MATERIAL PROVIDED>
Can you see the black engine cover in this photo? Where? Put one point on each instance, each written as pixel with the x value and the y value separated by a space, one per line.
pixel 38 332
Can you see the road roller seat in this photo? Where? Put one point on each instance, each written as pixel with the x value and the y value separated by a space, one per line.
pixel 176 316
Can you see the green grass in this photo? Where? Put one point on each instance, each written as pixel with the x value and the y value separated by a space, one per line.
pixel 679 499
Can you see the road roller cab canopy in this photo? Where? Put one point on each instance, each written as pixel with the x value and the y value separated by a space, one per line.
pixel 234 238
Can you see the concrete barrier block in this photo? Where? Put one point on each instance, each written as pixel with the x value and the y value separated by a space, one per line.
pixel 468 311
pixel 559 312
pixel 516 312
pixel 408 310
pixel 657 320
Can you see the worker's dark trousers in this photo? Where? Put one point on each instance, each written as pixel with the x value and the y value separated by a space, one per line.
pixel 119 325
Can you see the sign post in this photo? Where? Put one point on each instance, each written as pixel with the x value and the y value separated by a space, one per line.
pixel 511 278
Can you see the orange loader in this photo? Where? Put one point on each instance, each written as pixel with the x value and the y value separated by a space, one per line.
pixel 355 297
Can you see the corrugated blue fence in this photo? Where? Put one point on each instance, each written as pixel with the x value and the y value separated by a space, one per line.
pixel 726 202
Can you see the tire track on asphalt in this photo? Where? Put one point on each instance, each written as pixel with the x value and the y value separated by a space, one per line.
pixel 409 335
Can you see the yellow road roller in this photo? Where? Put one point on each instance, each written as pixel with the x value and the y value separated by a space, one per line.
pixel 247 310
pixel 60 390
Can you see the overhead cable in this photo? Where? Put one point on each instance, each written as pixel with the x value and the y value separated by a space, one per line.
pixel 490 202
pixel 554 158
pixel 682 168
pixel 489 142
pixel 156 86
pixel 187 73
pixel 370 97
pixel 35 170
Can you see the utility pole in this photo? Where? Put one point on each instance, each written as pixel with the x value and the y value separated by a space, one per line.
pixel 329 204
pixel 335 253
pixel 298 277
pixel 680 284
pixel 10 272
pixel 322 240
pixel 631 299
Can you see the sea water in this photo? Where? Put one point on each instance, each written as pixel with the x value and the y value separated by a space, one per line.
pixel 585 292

WORK INSTRUCTIONS> Render every line of the records above as a Markdown table with two columns, Row and Text, numbering the rows and omitting blank lines.

IN RESPONSE>
| Row | Text |
|---|---|
| 1 | Can you see the black engine cover in this photo? Where? Put one point on each instance, each written as pixel with the x value and the y value separated by a space, one per line. |
| 2 | pixel 38 332 |
| 3 | Can you see the road roller seat in this photo? Where? Put one point on each instance, each written as pixel with the x value and the y value separated by a space, one per line. |
| 4 | pixel 176 316 |
| 5 | Can you see the green grass in this photo? Where? Put one point on each instance, each written as pixel with the x value and the y value separated by a space, one per line. |
| 6 | pixel 679 499 |
| 7 | Can you see the road roller cab canopy in this photo? Where? Put one point on each instance, each written as pixel with the x value and the y value separated by a space, one per line. |
| 8 | pixel 234 238 |
| 9 | Can you see the concrete barrier block in this photo? Where? Put one point on each instance, each written as pixel with the x value and the y value separated by a space, one per line. |
| 10 | pixel 468 311 |
| 11 | pixel 559 312 |
| 12 | pixel 516 312 |
| 13 | pixel 408 310 |
| 14 | pixel 657 320 |
| 15 | Can you see the worker's dark trousers in this photo? Where? Put one point on each instance, each written as pixel with the x value and the y value separated by a space, one per line. |
| 16 | pixel 119 325 |
| 17 | Can you see the sign post in this photo? Where? Put one point on each instance, each written as pixel with the x value and the y value separated by a space, one per line. |
| 18 | pixel 511 278 |
| 19 | Can you see the orange loader in this photo? Where? Put one point on each instance, each written as pixel with the x value and the y value separated by a space, one per line. |
| 20 | pixel 355 297 |
| 21 | Can you see the corrugated blue fence in this photo? Where? Put one point on each instance, each written as pixel with the x value and the y value separated by a space, one per line. |
| 22 | pixel 726 202 |
| 23 | Can you see the tire track on asphalt in this photo? Where? Put one point on each instance, each written as pixel with the x value and the y value separated by a space, one per line. |
| 24 | pixel 409 335 |
| 25 | Can you see the yellow road roller in this photo? Where? Put one point on each instance, each written as pixel with the x value and the y value separated by a space, one per line. |
| 26 | pixel 247 310 |
| 27 | pixel 60 390 |
| 28 | Can you see the overhead cable in this photo? Where? Put one point on each instance, each written as pixel with the x value and the y value separated by a space, one per line. |
| 29 | pixel 490 202 |
| 30 | pixel 554 158 |
| 31 | pixel 682 168 |
| 32 | pixel 489 142 |
| 33 | pixel 156 86 |
| 34 | pixel 187 73 |
| 35 | pixel 370 97 |
| 36 | pixel 35 170 |
| 37 | Can you see the utility pole in this photo? Where? Put one point on each instance, each written as pixel with the x value and the y value separated by a space, one per line. |
| 38 | pixel 329 204 |
| 39 | pixel 335 253 |
| 40 | pixel 298 277 |
| 41 | pixel 680 284 |
| 42 | pixel 10 272 |
| 43 | pixel 322 240 |
| 44 | pixel 631 299 |
| 45 | Can you see the sea water in this photo? Where? Put one point on each instance, each written as pixel with the x value and the y value separated by a space, one per line. |
| 46 | pixel 585 292 |